*Input data*:
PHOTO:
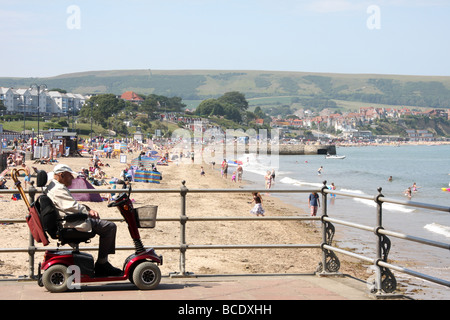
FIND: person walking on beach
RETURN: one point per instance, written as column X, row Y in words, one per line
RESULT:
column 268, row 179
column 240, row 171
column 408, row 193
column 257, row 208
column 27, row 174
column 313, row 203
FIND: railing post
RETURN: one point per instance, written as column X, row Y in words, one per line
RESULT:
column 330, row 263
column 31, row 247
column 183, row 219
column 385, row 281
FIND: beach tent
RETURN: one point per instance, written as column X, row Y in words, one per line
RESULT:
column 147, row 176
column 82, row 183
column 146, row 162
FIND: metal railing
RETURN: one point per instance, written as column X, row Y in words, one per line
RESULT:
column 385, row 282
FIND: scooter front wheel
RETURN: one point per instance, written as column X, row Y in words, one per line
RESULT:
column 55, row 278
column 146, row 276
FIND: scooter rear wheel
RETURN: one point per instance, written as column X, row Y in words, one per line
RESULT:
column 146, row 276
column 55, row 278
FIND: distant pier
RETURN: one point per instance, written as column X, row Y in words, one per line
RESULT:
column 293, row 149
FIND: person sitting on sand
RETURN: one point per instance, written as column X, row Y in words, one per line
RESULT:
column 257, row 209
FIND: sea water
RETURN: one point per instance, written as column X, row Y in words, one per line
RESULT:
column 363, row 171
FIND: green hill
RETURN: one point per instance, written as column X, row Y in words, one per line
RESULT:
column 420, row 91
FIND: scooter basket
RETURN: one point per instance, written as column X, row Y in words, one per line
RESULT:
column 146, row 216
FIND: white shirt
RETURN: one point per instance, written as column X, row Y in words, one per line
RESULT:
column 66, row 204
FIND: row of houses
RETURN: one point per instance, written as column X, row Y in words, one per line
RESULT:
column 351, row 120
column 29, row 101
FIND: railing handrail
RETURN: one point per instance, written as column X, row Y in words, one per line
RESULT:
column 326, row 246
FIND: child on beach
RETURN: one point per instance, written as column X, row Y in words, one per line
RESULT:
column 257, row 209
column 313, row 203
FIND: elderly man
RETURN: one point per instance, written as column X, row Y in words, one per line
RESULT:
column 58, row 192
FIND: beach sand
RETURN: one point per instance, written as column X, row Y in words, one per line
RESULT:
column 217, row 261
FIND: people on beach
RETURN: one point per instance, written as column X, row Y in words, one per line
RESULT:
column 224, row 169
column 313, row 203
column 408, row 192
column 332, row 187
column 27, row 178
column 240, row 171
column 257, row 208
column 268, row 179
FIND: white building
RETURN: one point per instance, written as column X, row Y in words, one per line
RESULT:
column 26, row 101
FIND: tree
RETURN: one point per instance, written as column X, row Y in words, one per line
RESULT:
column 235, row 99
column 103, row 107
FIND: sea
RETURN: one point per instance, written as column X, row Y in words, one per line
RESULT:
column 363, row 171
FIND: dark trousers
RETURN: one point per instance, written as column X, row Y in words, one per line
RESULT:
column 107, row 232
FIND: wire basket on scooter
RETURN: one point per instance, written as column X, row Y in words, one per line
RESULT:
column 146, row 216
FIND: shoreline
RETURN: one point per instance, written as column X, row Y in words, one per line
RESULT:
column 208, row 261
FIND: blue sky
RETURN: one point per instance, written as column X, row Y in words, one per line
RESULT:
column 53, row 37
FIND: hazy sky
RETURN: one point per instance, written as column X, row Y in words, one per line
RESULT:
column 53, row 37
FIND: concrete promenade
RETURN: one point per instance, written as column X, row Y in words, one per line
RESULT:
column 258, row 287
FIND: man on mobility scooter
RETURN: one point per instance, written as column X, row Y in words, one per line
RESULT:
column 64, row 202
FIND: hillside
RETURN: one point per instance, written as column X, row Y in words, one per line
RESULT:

*What you should do*: Transcribe the records word for word and include no pictures.

*Solution to this problem*:
PHOTO:
FIND: person walking on beach
RETURN: one point per instance, written as column X, row Y in words, one per line
RESULT:
column 268, row 179
column 240, row 171
column 408, row 193
column 257, row 208
column 27, row 174
column 313, row 203
FIND: railing post
RETURN: one point per instance, written as column X, row Y in words, one per line
RESULT:
column 330, row 263
column 31, row 247
column 183, row 219
column 385, row 281
FIND: beach tent
RETURN: one point per instance, written as column X, row Y in words, one per line
RESULT:
column 147, row 176
column 82, row 183
column 146, row 162
FIND: metal railing
RETURN: one point per instance, written as column X, row Y in words, one per line
RESULT:
column 385, row 282
FIND: scooter front wheel
RETURN: one point per instance, written as column X, row Y in words, one per line
RESULT:
column 55, row 278
column 146, row 276
FIND: scooter rear wheel
RETURN: one point per instance, written as column X, row Y in words, one per line
RESULT:
column 146, row 276
column 55, row 278
FIND: distant pier
RETURN: one point per instance, written as column X, row Y in words, one per line
RESULT:
column 293, row 149
FIND: person sitting on sand
RETURN: one point per instance, written as column X, row Y in words, one per line
RESULT:
column 257, row 209
FIND: sea water
RETURN: one point per instance, written as column X, row Y in words, one per line
RESULT:
column 363, row 171
FIND: green hill
RETURN: one point per instance, written as column X, row Y in words, one per line
RESULT:
column 420, row 91
FIND: scooter basket
RETURN: one point per instance, written as column X, row Y in words, one per line
RESULT:
column 146, row 216
FIND: white shirt
RETURN: one point per instance, written as column X, row Y in words, one per line
RESULT:
column 66, row 204
FIND: row of houses
RETURN: one point per instance, written as column X, row Y in words, one per line
RESULT:
column 351, row 120
column 29, row 101
FIND: railing handrail
RETURN: one point per instance, written as column X, row Y in words, one per line
RESULT:
column 326, row 246
FIND: child on beach
RETURN: one point per instance, written as column X, row Y in words, one per line
RESULT:
column 257, row 209
column 313, row 203
FIND: elderly man
RETURN: one point per instance, written as column X, row Y in words, one per line
RESULT:
column 58, row 192
FIND: beach sand
RETURN: one point per instance, written as column X, row Y in words, one per line
RESULT:
column 217, row 261
FIND: people on beach
RETURN: one point per instance, written as column X, row Y in words, one per line
RESULT:
column 224, row 169
column 313, row 203
column 408, row 192
column 332, row 187
column 27, row 178
column 240, row 171
column 257, row 208
column 268, row 179
FIND: white building
RETURN: one point per instance, written as column X, row Y in words, one per line
RESULT:
column 26, row 101
FIND: tree
RETURN: one point per instance, written as column X, row Y in words, one per line
RESULT:
column 235, row 99
column 103, row 107
FIND: sea
RETURN: one point per instance, written as column X, row Y in words, one per line
RESULT:
column 363, row 171
FIND: dark trousers
RETURN: one point per instance, written as column X, row Y in words, one per line
RESULT:
column 107, row 232
FIND: wire basket on scooter
RETURN: one point per instance, written as column X, row Y in words, one per line
RESULT:
column 146, row 216
FIND: shoreline
RETURN: one point per instance, written as column X, row Y in words, one per line
RESULT:
column 208, row 261
FIND: blue sky
RETURN: one point per instance, written as column X, row Y in words, one per line
RESULT:
column 53, row 37
FIND: hazy sky
RETURN: one point per instance, written as column X, row Y in words, one per line
RESULT:
column 53, row 37
FIND: concrete promenade
RETURN: one point per instance, written as column X, row Y in words, one per line
RESULT:
column 258, row 287
FIND: man on mobility scooter
RETURN: one point per instance, written as column X, row Y in words, one per line
RESULT:
column 64, row 202
FIND: hillside
RETURN: one point per instance, written as column X, row Y in words, one per line
RESULT:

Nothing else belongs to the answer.